## Description of the task
Render every entry exactly as it appears.
### Source material
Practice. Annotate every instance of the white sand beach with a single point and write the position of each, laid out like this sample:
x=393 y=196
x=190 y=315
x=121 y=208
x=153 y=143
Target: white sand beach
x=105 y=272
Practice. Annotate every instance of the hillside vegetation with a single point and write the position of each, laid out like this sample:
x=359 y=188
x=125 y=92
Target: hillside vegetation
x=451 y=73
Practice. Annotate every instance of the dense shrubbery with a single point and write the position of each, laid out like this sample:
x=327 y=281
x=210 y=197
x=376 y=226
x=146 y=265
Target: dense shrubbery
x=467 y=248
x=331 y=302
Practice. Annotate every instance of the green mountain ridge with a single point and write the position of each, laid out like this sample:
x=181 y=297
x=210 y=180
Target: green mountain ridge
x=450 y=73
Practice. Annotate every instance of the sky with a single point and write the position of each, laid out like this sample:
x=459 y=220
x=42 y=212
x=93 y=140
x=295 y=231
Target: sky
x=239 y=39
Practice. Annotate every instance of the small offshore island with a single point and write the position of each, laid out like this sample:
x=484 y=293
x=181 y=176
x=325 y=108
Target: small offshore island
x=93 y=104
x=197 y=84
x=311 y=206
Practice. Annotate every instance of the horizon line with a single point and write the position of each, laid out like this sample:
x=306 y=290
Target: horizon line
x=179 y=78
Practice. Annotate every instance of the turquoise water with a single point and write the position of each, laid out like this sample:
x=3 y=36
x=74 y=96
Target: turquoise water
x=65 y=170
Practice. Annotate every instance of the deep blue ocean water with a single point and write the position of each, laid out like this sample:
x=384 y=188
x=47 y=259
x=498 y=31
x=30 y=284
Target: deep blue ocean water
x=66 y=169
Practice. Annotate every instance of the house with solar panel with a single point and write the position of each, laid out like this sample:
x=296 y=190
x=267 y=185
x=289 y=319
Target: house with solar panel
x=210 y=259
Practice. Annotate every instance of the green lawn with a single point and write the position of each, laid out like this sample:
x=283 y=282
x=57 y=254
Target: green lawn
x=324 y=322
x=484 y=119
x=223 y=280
######
## Result for this exercise
Practice. Annotate every instance of the white sand beach with a single point and write the position of each, laid out like this sample:
x=393 y=196
x=190 y=315
x=121 y=208
x=153 y=143
Target: white sand beach
x=105 y=272
Practice. Annotate every instance of the hillside vegetation with a single point and write the position of each, laid out like this sample:
x=359 y=188
x=125 y=92
Target: hillside vegetation
x=451 y=73
Practice. Annotate every instance of the dense shrubbery with a single point and write the position of each, laid out like this sample:
x=327 y=281
x=210 y=197
x=376 y=226
x=146 y=265
Target: dense shrubbery
x=467 y=248
x=331 y=302
Practice. Annotate every instance of the green mountain ridge with a single point and write the position of each, laid out like this sample:
x=181 y=297
x=210 y=180
Target: green mountain ridge
x=450 y=73
Practice. Annotate every instance of the sky with a single point and write the position of each, laid out like this sample:
x=459 y=220
x=42 y=212
x=93 y=140
x=295 y=231
Target: sky
x=239 y=39
Practice. Annotate every instance of the small offshore island with a single point and write the position of each, laid out like this sample:
x=484 y=293
x=181 y=176
x=325 y=108
Target: small offshore island
x=93 y=104
x=197 y=84
x=311 y=206
Practice. Annotate every instance of the horizon line with a single point and write the position of each, laid out like this sample:
x=306 y=290
Target: horizon line
x=179 y=78
Practice. Annotate every instance of the turquoise water with a single point and write the position of each, laid out like this sample:
x=3 y=36
x=74 y=96
Target: turquoise water
x=65 y=170
Practice. Annotate every instance of the deep blue ocean water with a single point and write the position of each, laid out like this sample:
x=384 y=188
x=47 y=259
x=498 y=31
x=30 y=284
Target: deep blue ocean water
x=66 y=169
Practice. Annotate every instance of the house with solar panel with a single point and write the position of each, laid out like this sample:
x=296 y=190
x=267 y=185
x=289 y=319
Target: house with solar panel
x=210 y=259
Practice. Annotate every instance of the green lawn with a single point and write the position of each, laid out like this sample:
x=283 y=282
x=57 y=254
Target: green lawn
x=324 y=322
x=484 y=119
x=223 y=280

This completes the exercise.